TASK PROMPT
Reproduce everything from the line containing "# target: tree trunk" down to the line containing "Give the mask of every instance of the tree", both lines included. Leave the pictures out of your copy.

[Entries from a dataset]

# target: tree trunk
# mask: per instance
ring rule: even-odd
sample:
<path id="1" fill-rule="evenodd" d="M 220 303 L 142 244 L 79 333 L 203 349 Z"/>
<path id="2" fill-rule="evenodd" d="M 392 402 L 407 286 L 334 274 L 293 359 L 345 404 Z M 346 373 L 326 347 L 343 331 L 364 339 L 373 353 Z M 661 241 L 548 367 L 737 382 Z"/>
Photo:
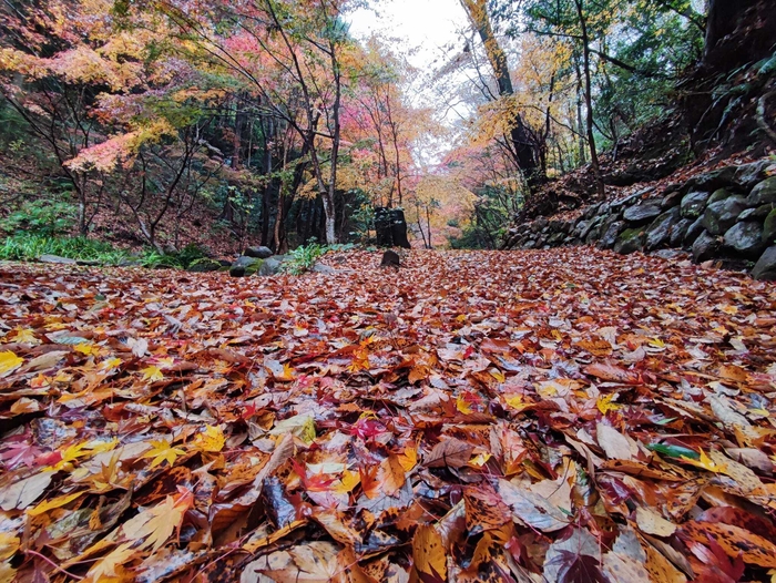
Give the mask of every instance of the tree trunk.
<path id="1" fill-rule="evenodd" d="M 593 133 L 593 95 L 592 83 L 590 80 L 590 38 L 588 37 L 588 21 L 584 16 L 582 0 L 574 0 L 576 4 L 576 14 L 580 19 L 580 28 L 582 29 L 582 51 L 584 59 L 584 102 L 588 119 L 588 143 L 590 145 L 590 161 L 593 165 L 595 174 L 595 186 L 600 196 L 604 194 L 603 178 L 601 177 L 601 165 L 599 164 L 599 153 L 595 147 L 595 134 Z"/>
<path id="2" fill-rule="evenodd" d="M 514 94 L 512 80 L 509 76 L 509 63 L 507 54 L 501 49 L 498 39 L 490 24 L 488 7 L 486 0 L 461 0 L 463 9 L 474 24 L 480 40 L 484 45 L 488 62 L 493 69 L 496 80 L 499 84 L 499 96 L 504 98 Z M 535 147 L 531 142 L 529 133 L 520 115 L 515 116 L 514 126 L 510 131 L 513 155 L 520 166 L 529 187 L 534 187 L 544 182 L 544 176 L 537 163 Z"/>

...

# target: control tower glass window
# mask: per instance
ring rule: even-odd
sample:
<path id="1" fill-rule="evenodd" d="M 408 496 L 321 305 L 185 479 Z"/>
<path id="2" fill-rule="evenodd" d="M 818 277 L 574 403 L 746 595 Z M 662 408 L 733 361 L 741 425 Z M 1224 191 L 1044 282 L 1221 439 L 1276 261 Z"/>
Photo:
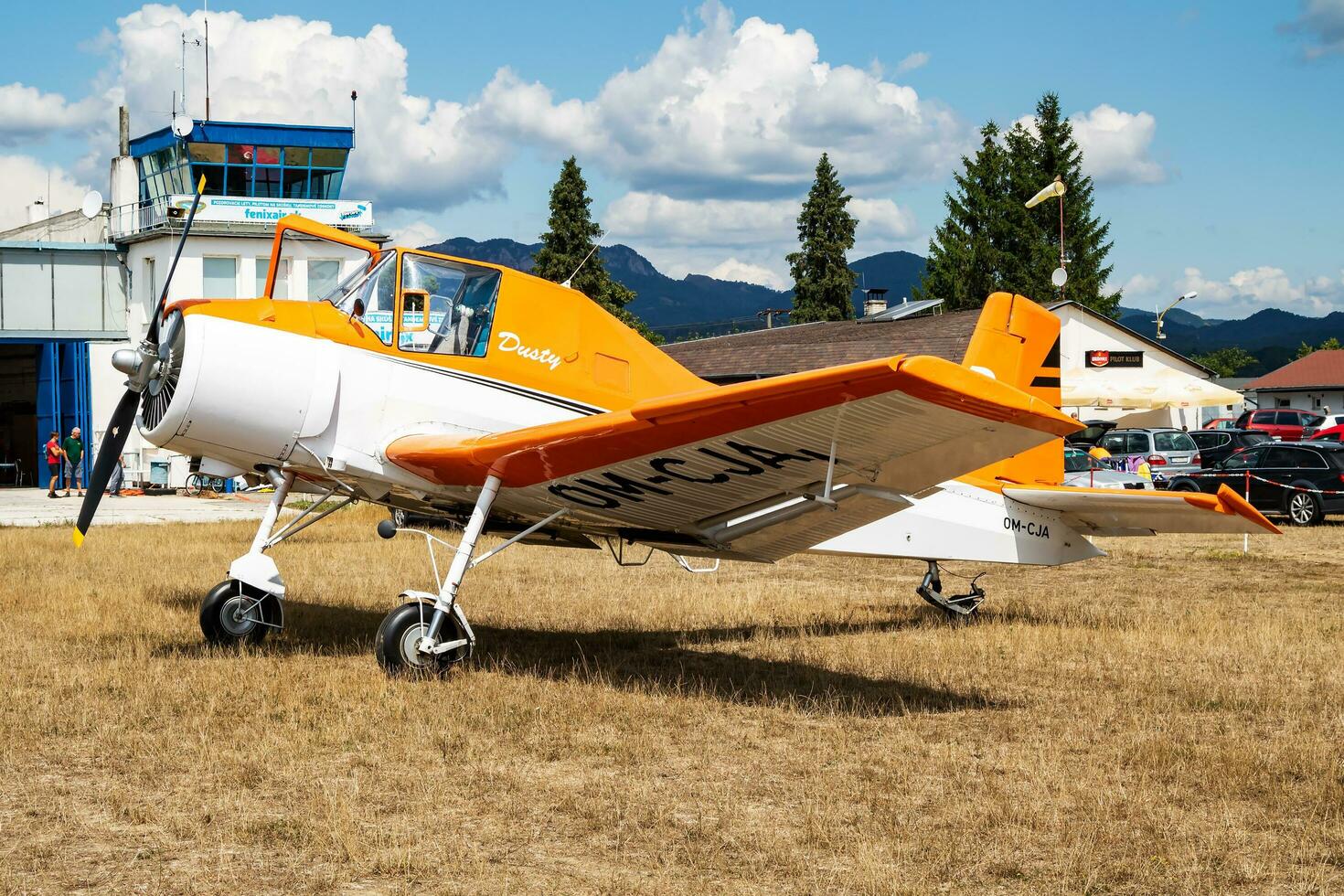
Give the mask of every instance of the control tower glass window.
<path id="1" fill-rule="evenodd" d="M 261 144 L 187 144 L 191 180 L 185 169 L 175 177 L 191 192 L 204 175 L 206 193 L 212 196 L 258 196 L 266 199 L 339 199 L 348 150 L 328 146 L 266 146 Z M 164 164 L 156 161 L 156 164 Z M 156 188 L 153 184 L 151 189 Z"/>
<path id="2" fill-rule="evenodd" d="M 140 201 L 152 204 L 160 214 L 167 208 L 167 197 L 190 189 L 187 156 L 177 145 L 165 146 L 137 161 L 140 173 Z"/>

COMPLETED EXERCISE
# target: tree trunk
# mask: per instance
ring rule: even-odd
sample:
<path id="1" fill-rule="evenodd" d="M 220 303 L 142 244 L 79 333 L 203 349 Z"/>
<path id="2" fill-rule="evenodd" d="M 392 402 L 407 286 L 334 274 L 293 359 L 345 404 Z M 346 373 L 326 347 L 343 331 L 364 339 L 373 353 Z M 661 241 L 548 367 L 737 382 Z"/>
Photo:
Give the mask of every instance of the tree trunk.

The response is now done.